### BRIEF A
According to the passage on pilot workload, which document from the US Federal Aviation Administration defines workload?
### BRIEF B
Rewrite the passage on pilot workload between "There are various" and "not being ‘real’.", inclusive, changing "chief problem" to "main weakness".
### BRIEF C
Carry the passage on measuring pilot workload forward from its final sentence.

### SELECTED TEXT

## BEGIN

The US Federal Aviation Administration (Advisory Circular 23.1523) defines workload as ‘the relationship between an individual’s capacity to perform a task (mental and/or physical) and the level of system and situational demands associated with the performance of that task. Tasks that demand much of the human resources (capacity) are high workload tasks. And importantly, ones that demand little human capacity are low workload tasks.’

There are various ways of measuring workload, including the Bedford workload scale and the NASA task load index (TLX) based on pilots’ subjective evaluations of their workload. Objective measurement includes data on pilot behaviour such as the time taken to perform a task, error rates, and the number of actions performed; as well as sensorimotor activity (eye-tracking, number of head movements) and physiological measurement via electrocardiograms (ECG) and respiration rates. The chief problem with such data is that it is mainly gathered from simulator flights, and therefore subject to the limitations of scenarios not being ‘real’.

## END

### RECORD LIST

## BEGIN

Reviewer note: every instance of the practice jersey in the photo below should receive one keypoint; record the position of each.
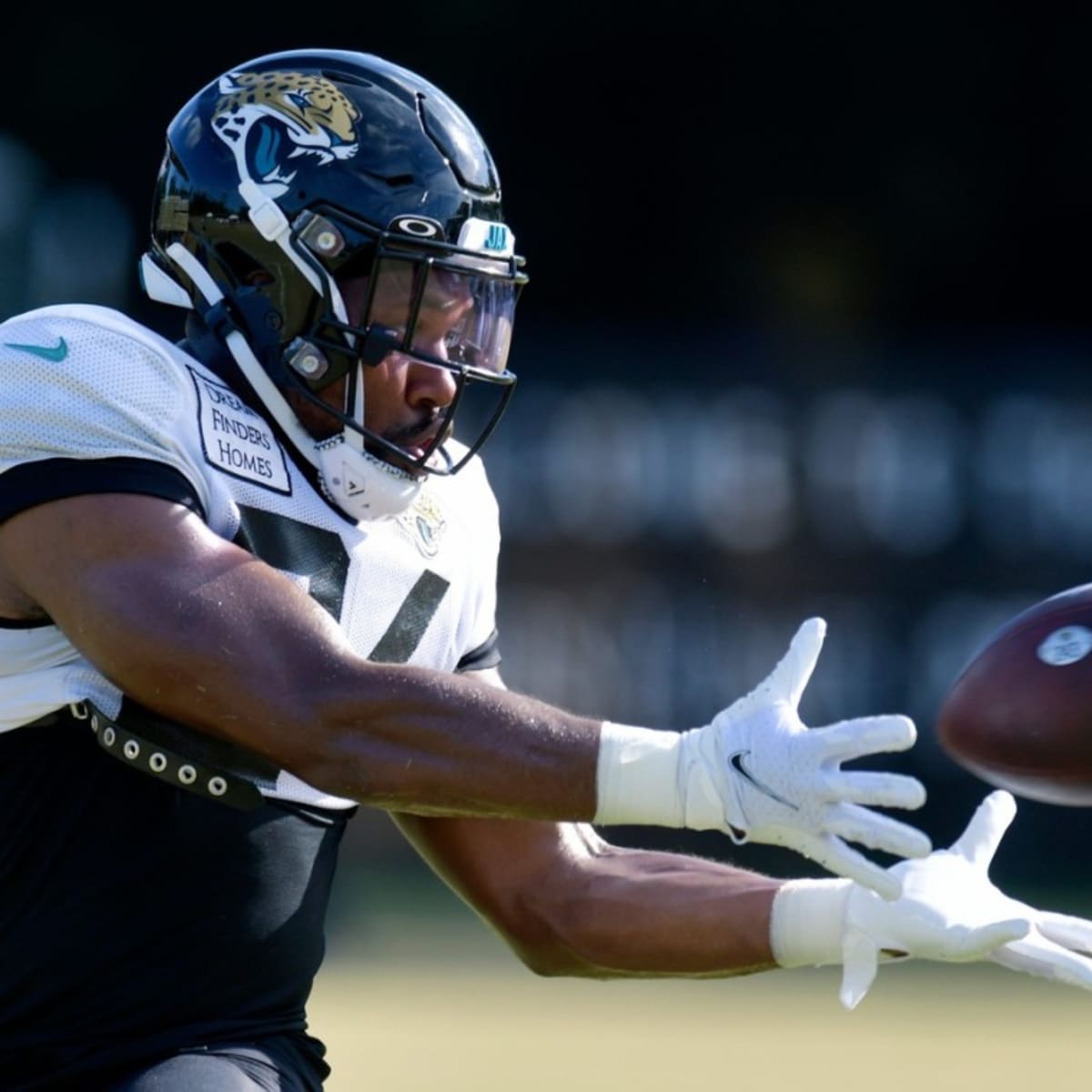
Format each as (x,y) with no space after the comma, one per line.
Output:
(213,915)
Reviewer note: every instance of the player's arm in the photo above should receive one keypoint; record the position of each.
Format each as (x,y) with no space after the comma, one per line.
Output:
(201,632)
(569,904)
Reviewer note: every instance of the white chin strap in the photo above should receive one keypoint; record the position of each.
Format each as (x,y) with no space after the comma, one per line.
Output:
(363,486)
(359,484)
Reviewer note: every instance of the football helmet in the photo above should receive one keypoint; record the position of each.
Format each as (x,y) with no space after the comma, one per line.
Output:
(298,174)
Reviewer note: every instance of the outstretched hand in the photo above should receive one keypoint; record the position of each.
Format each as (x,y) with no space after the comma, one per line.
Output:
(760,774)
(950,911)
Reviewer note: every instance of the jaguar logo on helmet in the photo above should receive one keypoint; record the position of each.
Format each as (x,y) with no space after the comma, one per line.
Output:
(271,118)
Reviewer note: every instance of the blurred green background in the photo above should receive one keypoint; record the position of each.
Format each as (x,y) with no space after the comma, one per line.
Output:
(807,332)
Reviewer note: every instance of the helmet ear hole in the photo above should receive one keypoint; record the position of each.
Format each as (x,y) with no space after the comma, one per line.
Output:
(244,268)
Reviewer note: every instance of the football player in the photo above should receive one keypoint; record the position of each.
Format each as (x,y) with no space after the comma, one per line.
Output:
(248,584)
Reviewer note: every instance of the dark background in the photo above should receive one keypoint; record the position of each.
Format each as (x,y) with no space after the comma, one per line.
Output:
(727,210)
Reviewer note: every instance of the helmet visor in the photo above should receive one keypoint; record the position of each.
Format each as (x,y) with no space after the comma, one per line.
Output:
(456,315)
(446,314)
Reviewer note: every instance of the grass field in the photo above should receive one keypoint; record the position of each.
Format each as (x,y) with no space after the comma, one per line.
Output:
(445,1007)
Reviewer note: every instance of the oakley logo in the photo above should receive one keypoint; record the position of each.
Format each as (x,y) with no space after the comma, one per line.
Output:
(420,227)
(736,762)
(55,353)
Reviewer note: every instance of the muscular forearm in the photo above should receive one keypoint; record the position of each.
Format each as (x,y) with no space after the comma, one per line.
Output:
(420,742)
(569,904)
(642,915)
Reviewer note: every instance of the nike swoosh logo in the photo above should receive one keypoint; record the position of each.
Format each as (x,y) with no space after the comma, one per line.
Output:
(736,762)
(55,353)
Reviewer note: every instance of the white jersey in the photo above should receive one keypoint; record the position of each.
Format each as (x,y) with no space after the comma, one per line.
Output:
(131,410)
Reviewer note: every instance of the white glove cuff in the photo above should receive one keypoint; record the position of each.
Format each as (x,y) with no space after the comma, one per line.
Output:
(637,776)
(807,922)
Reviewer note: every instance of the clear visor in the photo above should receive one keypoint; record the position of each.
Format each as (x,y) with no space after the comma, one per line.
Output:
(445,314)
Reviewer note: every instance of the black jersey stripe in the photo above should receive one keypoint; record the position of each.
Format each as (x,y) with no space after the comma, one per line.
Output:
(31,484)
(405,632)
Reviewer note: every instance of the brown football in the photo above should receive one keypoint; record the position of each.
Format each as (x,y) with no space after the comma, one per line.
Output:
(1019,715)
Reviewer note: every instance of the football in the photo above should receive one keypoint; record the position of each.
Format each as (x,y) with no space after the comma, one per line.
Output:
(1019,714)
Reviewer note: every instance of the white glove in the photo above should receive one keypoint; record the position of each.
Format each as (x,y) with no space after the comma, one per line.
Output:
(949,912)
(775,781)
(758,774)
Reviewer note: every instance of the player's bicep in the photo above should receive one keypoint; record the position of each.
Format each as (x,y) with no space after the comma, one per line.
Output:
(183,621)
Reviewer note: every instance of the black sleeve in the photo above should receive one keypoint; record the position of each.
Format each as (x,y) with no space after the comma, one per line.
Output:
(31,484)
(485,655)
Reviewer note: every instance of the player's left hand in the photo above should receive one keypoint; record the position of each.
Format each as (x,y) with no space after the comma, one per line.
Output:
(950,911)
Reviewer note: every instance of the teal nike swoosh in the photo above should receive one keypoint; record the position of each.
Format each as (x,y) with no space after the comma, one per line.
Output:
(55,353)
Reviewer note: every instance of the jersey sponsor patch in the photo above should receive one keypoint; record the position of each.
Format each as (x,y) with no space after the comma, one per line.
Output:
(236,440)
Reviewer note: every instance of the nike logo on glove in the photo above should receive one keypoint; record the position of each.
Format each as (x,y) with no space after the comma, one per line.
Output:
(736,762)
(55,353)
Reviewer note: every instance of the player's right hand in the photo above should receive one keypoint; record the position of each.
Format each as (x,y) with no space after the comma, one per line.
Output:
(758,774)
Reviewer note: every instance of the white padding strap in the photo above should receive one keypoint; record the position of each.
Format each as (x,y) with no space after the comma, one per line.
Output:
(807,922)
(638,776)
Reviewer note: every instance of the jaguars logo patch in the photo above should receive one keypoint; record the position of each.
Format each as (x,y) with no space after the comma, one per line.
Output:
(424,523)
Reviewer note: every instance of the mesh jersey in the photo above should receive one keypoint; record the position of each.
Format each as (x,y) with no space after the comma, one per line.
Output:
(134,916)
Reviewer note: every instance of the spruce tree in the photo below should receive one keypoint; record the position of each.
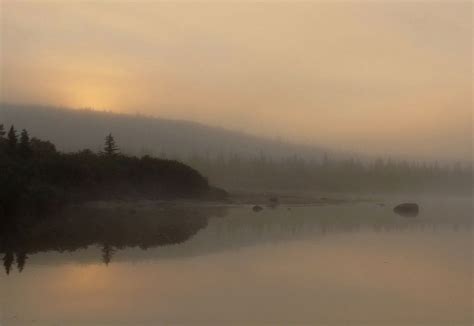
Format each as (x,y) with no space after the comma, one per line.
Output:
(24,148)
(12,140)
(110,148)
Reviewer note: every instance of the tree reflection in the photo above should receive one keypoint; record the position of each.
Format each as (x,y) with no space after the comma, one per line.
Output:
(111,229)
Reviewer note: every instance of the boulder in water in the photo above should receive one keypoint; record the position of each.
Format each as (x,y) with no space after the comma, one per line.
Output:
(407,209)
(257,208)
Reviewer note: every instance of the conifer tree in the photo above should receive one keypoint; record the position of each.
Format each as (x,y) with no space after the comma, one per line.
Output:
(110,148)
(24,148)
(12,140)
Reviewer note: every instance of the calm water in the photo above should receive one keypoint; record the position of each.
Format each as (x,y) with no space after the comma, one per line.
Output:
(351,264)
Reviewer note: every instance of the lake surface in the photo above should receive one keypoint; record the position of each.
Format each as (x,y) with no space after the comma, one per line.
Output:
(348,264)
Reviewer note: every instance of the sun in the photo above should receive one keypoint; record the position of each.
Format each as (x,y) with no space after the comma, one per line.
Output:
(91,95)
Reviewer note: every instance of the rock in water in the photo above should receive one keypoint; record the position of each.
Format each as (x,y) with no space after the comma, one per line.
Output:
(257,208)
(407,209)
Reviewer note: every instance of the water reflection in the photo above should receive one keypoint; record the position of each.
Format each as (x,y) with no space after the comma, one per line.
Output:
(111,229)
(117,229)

## END

### ANSWER A
Advisory Circular 23.1523.

### ANSWER B
There are various ways of measuring workload, including the Bedford workload scale and the NASA task load index (TLX) based on pilots’ subjective evaluations of their workload. Objective measurement includes data on pilot behaviour such as the time taken to perform a task, error rates, and the number of actions performed; as well as sensorimotor activity (eye-tracking, number of head movements) and physiological measurement via electrocardiograms (ECG) and respiration rates. The main weakness with such data is that it is mainly gathered from simulator flights, and therefore subject to the limitations of scenarios not being ‘real’.

### ANSWER C
Given the inherent instability of helicopters, rotary pilots have a greater than average workload, but according to David Lamb, a test pilot and rotary specialist with CASA, many helicopter pilots do not have a good understanding of workload, the consequences of increasing workload, and what this workload means for their safe performance. They see it as a challenge and a deficiency in their own ability. Their tendency, Lamb says, is to ask ‘“What’s wrong with me?” They see such issues as a function of their inability to complete the task, rather than considering workload as an extension of the flight envelope of the aircraft, for which there are defined limits’.

Just as there are manufacturer-defined limits to safe flight—the physical limits of structural, aerodynamic, powerplant, transmission or flight control capabilities—so Lamb says, helicopter pilots should consider workload in the same light. They should ask themselves, ‘What spare capacity do I have to cope with the unforeseen and unexpected?’ Unfortunately, ‘when you go into the red, there is no gauge to tell you that’.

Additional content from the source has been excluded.